## EXTRACTED DATA
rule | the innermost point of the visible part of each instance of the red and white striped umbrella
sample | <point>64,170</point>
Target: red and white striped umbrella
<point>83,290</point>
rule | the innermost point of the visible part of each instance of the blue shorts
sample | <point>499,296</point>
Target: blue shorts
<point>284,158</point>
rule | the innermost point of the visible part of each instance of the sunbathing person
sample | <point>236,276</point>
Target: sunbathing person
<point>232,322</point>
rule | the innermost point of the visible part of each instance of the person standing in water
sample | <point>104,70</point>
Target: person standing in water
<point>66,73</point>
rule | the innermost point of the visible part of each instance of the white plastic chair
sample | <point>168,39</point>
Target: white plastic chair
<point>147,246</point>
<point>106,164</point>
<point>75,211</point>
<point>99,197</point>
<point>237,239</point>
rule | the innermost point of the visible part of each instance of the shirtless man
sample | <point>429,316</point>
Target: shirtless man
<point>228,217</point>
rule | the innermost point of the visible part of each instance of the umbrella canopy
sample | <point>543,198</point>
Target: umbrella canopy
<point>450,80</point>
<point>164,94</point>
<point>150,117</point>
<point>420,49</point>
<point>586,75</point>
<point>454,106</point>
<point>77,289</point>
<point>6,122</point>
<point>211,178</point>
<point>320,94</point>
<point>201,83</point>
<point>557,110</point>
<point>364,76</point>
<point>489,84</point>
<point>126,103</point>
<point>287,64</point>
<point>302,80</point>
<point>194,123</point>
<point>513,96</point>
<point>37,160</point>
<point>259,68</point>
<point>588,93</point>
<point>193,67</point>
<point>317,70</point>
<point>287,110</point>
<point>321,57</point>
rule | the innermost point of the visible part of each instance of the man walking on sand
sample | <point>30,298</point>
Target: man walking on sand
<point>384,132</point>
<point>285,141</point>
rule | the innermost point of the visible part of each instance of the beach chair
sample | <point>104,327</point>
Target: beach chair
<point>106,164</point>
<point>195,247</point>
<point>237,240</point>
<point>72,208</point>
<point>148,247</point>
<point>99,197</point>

## TASK OBJECTIVE
Repeat the lines above word for word, from the line with "the umbrella canopy" through the last line.

## FINAL RESULT
rule | the innermost point of the visible part of each instance of the umbrella canopy
sample | <point>543,198</point>
Target: umbrella canopy
<point>450,80</point>
<point>164,94</point>
<point>150,117</point>
<point>420,49</point>
<point>586,75</point>
<point>454,106</point>
<point>77,289</point>
<point>6,122</point>
<point>211,178</point>
<point>320,94</point>
<point>201,83</point>
<point>557,110</point>
<point>364,76</point>
<point>489,84</point>
<point>126,103</point>
<point>287,64</point>
<point>302,80</point>
<point>194,123</point>
<point>513,96</point>
<point>37,160</point>
<point>259,68</point>
<point>588,93</point>
<point>193,67</point>
<point>317,70</point>
<point>287,110</point>
<point>321,57</point>
rule | the innermost point of the visible part of each instance of the man walking on sand
sample | <point>30,298</point>
Target: man walking on sand
<point>384,132</point>
<point>285,141</point>
rule | the innermost point of the visible part of each instance of the beach chair
sample | <point>104,327</point>
Target: beach chair
<point>106,164</point>
<point>195,247</point>
<point>237,240</point>
<point>72,208</point>
<point>148,247</point>
<point>99,197</point>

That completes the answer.